[Start of Attachment]

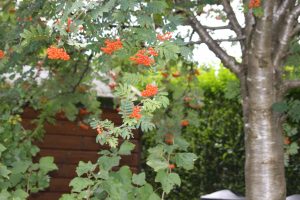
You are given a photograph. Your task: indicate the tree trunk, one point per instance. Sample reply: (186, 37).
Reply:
(264, 167)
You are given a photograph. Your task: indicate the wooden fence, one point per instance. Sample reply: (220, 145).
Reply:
(68, 144)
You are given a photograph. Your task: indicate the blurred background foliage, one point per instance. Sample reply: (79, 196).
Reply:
(217, 138)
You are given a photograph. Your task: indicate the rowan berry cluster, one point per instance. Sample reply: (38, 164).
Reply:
(151, 90)
(136, 113)
(143, 57)
(254, 4)
(2, 54)
(68, 25)
(163, 37)
(185, 122)
(169, 138)
(99, 130)
(55, 53)
(112, 46)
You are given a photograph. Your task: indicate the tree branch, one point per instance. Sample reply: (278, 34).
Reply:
(286, 35)
(218, 40)
(218, 27)
(295, 31)
(283, 9)
(87, 66)
(232, 18)
(291, 84)
(227, 60)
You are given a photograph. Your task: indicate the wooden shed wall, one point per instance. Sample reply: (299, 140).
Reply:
(69, 144)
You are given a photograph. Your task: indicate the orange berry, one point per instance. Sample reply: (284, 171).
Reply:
(164, 37)
(171, 166)
(164, 74)
(151, 90)
(112, 85)
(176, 74)
(55, 53)
(68, 25)
(187, 99)
(152, 51)
(2, 54)
(142, 58)
(184, 122)
(136, 113)
(254, 4)
(112, 46)
(83, 126)
(99, 130)
(169, 138)
(83, 111)
(287, 141)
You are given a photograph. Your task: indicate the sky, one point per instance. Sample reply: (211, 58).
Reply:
(201, 53)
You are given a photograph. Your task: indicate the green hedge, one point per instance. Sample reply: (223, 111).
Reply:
(219, 142)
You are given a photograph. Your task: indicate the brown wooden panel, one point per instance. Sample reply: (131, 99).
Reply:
(73, 157)
(106, 114)
(67, 128)
(60, 185)
(69, 171)
(75, 143)
(45, 196)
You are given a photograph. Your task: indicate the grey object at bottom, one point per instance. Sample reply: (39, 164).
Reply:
(293, 197)
(228, 195)
(222, 195)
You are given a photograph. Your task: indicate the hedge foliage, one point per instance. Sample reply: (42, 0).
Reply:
(219, 141)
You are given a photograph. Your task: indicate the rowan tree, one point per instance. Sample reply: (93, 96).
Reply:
(76, 42)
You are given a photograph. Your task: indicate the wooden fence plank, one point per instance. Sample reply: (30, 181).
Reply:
(75, 143)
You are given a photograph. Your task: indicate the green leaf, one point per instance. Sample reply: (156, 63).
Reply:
(182, 143)
(2, 148)
(20, 166)
(126, 148)
(154, 196)
(68, 197)
(168, 181)
(139, 179)
(80, 184)
(106, 162)
(169, 51)
(46, 164)
(84, 168)
(280, 107)
(158, 164)
(175, 178)
(156, 7)
(4, 172)
(185, 160)
(293, 148)
(19, 194)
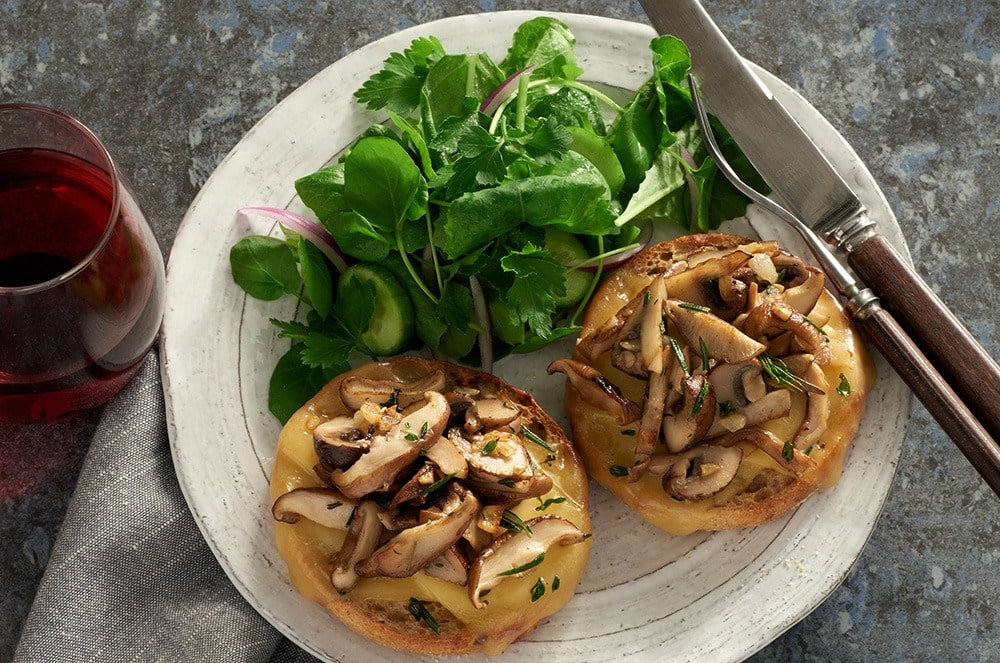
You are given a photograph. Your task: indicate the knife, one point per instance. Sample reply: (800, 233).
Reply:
(805, 184)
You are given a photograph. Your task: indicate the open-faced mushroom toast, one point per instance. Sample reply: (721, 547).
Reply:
(715, 384)
(430, 507)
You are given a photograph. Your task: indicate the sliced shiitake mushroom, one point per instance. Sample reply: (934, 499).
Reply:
(597, 390)
(702, 471)
(355, 390)
(689, 423)
(324, 506)
(415, 547)
(393, 451)
(362, 539)
(514, 553)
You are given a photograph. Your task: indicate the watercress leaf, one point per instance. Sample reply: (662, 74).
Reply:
(316, 277)
(455, 305)
(357, 237)
(671, 62)
(397, 85)
(570, 107)
(664, 179)
(265, 267)
(548, 142)
(323, 191)
(636, 140)
(538, 342)
(380, 182)
(450, 82)
(292, 383)
(537, 279)
(543, 42)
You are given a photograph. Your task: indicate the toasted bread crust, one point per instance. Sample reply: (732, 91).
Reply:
(378, 607)
(763, 490)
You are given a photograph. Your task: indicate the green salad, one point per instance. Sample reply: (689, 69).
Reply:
(479, 216)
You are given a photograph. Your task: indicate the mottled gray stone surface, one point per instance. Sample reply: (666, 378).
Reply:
(913, 85)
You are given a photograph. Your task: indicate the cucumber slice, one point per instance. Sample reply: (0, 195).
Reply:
(392, 324)
(567, 249)
(597, 151)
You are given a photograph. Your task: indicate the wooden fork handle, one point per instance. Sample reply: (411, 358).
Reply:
(935, 393)
(952, 349)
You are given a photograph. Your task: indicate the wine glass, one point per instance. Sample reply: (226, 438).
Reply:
(81, 274)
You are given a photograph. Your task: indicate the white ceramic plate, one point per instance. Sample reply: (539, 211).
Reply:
(702, 597)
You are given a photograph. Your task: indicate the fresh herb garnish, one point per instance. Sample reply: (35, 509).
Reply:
(524, 567)
(421, 614)
(549, 502)
(513, 522)
(699, 401)
(788, 451)
(676, 348)
(459, 184)
(844, 388)
(778, 371)
(426, 490)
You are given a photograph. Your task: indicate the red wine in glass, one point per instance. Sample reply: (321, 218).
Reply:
(81, 275)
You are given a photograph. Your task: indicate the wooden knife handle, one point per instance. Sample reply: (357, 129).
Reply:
(935, 393)
(968, 368)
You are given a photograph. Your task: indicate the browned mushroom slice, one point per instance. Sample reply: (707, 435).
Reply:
(690, 422)
(773, 318)
(626, 353)
(339, 442)
(361, 540)
(596, 390)
(772, 405)
(414, 548)
(448, 459)
(701, 472)
(393, 451)
(784, 453)
(451, 566)
(514, 553)
(817, 402)
(803, 297)
(499, 466)
(651, 328)
(722, 340)
(415, 489)
(324, 506)
(792, 271)
(648, 434)
(695, 283)
(356, 390)
(488, 413)
(604, 338)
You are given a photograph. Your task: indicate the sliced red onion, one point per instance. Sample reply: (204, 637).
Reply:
(502, 92)
(483, 319)
(643, 241)
(312, 231)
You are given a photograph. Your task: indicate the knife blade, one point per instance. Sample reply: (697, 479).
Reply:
(804, 183)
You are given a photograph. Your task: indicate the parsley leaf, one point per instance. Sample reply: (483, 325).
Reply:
(537, 279)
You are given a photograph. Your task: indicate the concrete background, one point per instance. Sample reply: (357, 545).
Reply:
(913, 85)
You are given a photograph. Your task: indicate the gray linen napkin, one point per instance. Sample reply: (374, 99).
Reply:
(130, 576)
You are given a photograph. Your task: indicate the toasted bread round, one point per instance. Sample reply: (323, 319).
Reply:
(405, 612)
(667, 443)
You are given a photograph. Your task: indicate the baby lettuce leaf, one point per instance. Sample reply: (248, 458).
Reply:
(543, 43)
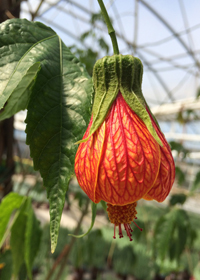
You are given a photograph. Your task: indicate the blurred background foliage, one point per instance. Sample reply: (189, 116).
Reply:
(167, 249)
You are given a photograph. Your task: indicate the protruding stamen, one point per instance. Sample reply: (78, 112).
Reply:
(126, 226)
(114, 232)
(138, 226)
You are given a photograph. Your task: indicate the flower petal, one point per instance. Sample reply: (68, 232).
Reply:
(166, 174)
(131, 157)
(87, 161)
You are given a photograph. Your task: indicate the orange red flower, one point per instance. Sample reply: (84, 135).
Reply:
(121, 163)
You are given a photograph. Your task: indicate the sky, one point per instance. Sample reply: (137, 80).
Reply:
(145, 30)
(170, 59)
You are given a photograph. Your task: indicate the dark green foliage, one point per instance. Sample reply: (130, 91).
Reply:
(24, 229)
(38, 72)
(196, 182)
(173, 230)
(6, 259)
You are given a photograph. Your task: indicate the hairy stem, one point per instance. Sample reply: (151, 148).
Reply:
(62, 258)
(111, 30)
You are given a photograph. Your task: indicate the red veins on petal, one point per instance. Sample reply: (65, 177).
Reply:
(87, 161)
(166, 174)
(130, 158)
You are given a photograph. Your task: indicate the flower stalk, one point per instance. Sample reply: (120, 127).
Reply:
(111, 30)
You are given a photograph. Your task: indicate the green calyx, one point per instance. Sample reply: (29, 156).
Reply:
(114, 74)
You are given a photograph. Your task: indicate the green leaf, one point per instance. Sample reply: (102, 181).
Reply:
(171, 234)
(196, 183)
(32, 238)
(6, 260)
(15, 41)
(94, 211)
(17, 240)
(59, 107)
(19, 98)
(114, 74)
(10, 203)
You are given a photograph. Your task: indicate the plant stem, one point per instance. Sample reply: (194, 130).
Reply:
(111, 30)
(65, 252)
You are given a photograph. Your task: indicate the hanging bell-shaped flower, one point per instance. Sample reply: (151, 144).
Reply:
(123, 156)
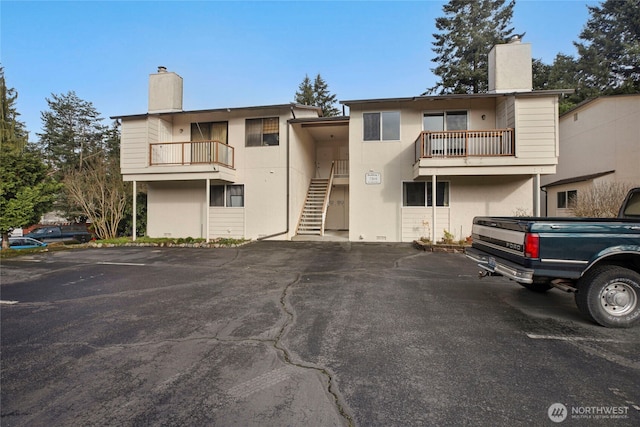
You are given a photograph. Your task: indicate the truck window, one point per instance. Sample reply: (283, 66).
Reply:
(633, 205)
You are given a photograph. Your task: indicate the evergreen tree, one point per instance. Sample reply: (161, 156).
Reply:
(73, 132)
(324, 99)
(26, 188)
(468, 31)
(305, 95)
(317, 94)
(562, 74)
(609, 56)
(12, 131)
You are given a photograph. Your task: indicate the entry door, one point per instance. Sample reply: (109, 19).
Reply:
(338, 211)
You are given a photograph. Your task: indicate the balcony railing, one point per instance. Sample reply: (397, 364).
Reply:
(465, 143)
(191, 153)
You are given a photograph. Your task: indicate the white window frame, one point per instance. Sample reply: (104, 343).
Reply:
(226, 196)
(381, 130)
(446, 202)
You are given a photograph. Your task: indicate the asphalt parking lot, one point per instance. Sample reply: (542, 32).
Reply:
(293, 333)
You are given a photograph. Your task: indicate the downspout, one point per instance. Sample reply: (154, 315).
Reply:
(135, 210)
(546, 201)
(288, 180)
(537, 195)
(434, 204)
(206, 209)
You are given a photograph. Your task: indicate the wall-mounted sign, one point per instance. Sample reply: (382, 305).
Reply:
(372, 178)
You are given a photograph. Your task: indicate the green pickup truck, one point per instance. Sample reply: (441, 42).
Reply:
(598, 259)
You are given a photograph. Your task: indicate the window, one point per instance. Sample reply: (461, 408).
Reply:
(230, 196)
(383, 126)
(211, 131)
(202, 149)
(413, 194)
(263, 132)
(420, 194)
(567, 199)
(448, 120)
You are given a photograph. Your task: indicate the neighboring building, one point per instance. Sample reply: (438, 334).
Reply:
(599, 142)
(282, 171)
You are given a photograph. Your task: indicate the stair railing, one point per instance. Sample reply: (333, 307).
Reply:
(327, 193)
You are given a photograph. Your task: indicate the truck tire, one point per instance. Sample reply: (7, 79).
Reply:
(609, 295)
(539, 286)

[End of Attachment]

WHAT THE EXERCISE ASKS -> In the data above, how many lines carry the string "fence"? Only the number should be given.

SOLUTION TO THIS PROBLEM -> 2